* Start *

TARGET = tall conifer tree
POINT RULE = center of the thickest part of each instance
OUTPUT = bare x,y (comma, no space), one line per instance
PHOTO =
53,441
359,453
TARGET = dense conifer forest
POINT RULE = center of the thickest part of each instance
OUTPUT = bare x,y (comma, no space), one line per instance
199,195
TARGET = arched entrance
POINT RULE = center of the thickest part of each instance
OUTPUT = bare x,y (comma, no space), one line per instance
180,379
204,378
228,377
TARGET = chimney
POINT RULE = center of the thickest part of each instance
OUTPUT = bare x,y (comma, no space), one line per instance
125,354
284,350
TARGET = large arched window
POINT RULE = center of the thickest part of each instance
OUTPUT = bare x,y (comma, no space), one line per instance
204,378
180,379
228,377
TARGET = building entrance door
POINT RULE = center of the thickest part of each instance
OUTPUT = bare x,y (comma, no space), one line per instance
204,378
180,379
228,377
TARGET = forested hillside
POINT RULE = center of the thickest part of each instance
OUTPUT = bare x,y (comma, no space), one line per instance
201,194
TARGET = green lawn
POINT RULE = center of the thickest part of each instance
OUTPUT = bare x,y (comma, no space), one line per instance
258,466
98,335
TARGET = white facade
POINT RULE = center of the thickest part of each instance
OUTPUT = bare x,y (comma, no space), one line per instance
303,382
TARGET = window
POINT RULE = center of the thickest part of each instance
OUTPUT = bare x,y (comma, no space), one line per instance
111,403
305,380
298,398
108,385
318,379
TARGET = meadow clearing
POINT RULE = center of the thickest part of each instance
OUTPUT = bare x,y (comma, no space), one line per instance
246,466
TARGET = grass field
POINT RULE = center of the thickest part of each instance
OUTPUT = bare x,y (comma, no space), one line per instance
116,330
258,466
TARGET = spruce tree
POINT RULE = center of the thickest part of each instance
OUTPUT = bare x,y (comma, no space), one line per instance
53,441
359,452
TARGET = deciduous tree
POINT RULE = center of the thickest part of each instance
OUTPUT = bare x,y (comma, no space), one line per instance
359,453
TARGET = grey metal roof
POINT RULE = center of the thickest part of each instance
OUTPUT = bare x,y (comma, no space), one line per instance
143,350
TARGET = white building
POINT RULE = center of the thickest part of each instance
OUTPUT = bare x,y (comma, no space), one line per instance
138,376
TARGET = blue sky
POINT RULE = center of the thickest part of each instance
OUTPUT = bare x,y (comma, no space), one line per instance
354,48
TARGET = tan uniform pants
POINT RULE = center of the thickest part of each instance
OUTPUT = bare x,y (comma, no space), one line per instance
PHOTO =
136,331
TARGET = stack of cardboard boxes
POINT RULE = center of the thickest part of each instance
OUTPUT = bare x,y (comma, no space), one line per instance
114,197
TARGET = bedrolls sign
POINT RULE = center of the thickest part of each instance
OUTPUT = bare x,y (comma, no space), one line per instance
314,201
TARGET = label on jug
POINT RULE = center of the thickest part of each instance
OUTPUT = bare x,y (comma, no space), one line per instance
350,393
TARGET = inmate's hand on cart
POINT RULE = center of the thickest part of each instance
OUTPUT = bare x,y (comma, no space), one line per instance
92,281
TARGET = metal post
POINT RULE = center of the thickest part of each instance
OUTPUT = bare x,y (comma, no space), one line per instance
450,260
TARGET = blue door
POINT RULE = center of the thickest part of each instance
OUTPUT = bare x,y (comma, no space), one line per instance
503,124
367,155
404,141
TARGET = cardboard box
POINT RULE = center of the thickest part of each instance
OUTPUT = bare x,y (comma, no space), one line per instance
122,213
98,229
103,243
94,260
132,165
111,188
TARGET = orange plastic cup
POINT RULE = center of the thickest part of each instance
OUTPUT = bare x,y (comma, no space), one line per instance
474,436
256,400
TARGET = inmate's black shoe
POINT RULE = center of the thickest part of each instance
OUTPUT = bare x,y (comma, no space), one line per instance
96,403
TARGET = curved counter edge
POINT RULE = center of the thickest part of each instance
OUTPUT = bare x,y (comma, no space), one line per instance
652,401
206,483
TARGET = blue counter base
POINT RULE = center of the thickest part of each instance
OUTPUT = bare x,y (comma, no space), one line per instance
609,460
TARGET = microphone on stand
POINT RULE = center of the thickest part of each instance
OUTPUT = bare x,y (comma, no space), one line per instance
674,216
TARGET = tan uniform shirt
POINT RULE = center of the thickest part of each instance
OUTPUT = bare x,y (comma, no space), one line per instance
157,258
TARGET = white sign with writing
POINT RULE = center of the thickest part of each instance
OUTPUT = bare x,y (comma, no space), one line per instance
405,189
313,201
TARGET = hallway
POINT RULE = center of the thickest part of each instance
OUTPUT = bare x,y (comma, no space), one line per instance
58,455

* End *

### Exercise instructions
Update all the rows above by changing "thickest part" to "widest part" wherever it appears, and leave everything else as it is.

### The reply
TARGET = tall conifer tree
POINT RULE = center of the widest part of each instance
OUTPUT = bare x,y (comma, no space), one line per instance
PHOTO =
53,441
359,453
TARGET = dense conifer forest
POINT RULE = center of the widest part of each instance
OUTPUT = bare x,y (comma, no space), one line per instance
199,195
TARGET = arched entrance
POINT RULE = center of the widest part of each instance
OUTPUT = bare x,y (comma, no space), one line per instance
180,379
204,378
228,377
TARGET = chimney
POINT RULE = center of the widest part of each instance
OUTPUT = bare x,y (comma, no space), one line per instance
125,354
284,350
TARGET = large arched window
POINT RULE = center of the widest part of each instance
OUTPUT = bare x,y (comma, no space), one line per instance
204,378
180,379
228,377
TARGET = building entrance door
POINT RULE = center of the widest part of each instance
OUTPUT = bare x,y (comma, no space), one line per instance
204,378
180,379
228,377
TARGET = forested hillside
POINT RULE = center of the widest part of each instance
OUTPUT = bare x,y (comma, no space), one line per instance
201,194
TARGET = green lawn
POINT RULE = center of the widest part of each instance
OUTPUT = bare x,y (comma, no space), one line per instance
258,466
98,335
TARGET = white facade
POINT RULE = center of the widest part of each instance
OUTPUT = bare x,y (comma, no space), one line per instance
303,382
TARGET = window
POINT RULE = center of the widest part of each instance
OUTPUT = bare x,y (comma, no space), one line per instance
111,403
305,380
298,398
108,385
318,379
TARGET = meadow clearing
POINT RULE = center of the widest part of each instance
OUTPUT = bare x,y (comma, no space), one line per instance
246,466
TARGET = grass field
POINT RULE = center of the widest part of each instance
OUTPUT = bare x,y (comma, no space), one line per instance
116,330
258,466
TARGET = spruce tree
POINT RULE = center of the widest part of each instance
OUTPUT = bare x,y (comma, no space), one line per instance
53,441
359,452
TARGET = deciduous tree
POINT RULE = center of the widest part of each instance
OUTPUT = bare x,y (comma, no space), one line per instance
359,453
TARGET = grey metal roof
POINT RULE = center of the widest part of each instance
OUTPUT = bare x,y (comma, no space), one line per instance
143,350
TARGET = white building
POINT RULE = center of the widest part of each instance
OUTPUT = bare x,y (comma, no space), one line per instance
138,376
TARGET = blue sky
POINT RULE = center of the widest part of each instance
OUTPUT = bare x,y (comma, no space), one line per instance
354,48
TARGET = tan uniform pants
POINT RULE = center of the widest part of each instance
OUTPUT = bare x,y (comma, no space), one line per instance
PHOTO =
136,331
TARGET = stack of cardboard boxes
POINT RULE = center of the widest part of each instance
OUTPUT = bare x,y (comma, no space), one line per instance
114,197
TARGET = bedrolls sign
POINT RULE = center of the widest part of each instance
OUTPUT = bare x,y (comma, no space), one line per instance
314,201
TARGET = label on jug
POINT RULE = center of the widest part of each instance
OUTPUT = bare x,y (comma, no space), one line per instance
350,393
TARGET = inmate's hand on cart
POINT RULE = center of the widest part of each instance
OUTPUT = bare x,y (comma, no space), one line per instance
92,281
TARGET = metal post
POINT RULE = center of the widest part of each instance
OUTPUT = bare x,y (comma, no space), one line per instance
450,260
TARGET = blue door
POINT RULE = center of the widest part of each instance
OUTPUT = bare x,y (comma, no space), one line per instance
503,124
367,155
404,141
TARGET = cardboard box
POINT RULE = center of the widest part of each instance
OUTPUT = bare x,y (comma, no space), one line per instance
122,213
98,229
103,243
94,260
132,165
111,188
TARGET = orange plastic cup
POINT RULE = center of the widest part of each instance
OUTPUT = bare x,y (comma, no space), one line per instance
474,436
256,400
TARGET = inmate's black shoe
POINT RULE = center of the widest part of each instance
OUTPUT = bare x,y (comma, no space), one line per instance
96,403
TARGET = curved counter edge
POINT RULE = center of the widest part of each instance
OUTPUT = bare x,y (comma, no space), one line per instance
652,401
206,483
TARGET = blue counter base
POINT RULE = center of the widest part of each instance
OUTPUT = bare x,y (comma, no space), one line per instance
609,460
TARGET = microphone on stand
POINT RULE = center of the widest part of each instance
OUTPUT = bare x,y (comma, no space), one line per instance
674,216
TARGET = tan uniform shirt
POINT RULE = center of the widest part of each instance
OUTPUT = bare x,y (comma, no space), one line per instance
157,258
TARGET = white sign with writing
POINT RULE = center of the widest part of each instance
OUTPUT = bare x,y (comma, no space), one line per instance
405,189
313,201
TARGET = hallway
POINT RULE = center of the widest part of each instance
OUTPUT = bare x,y (comma, no space), one line per instance
58,455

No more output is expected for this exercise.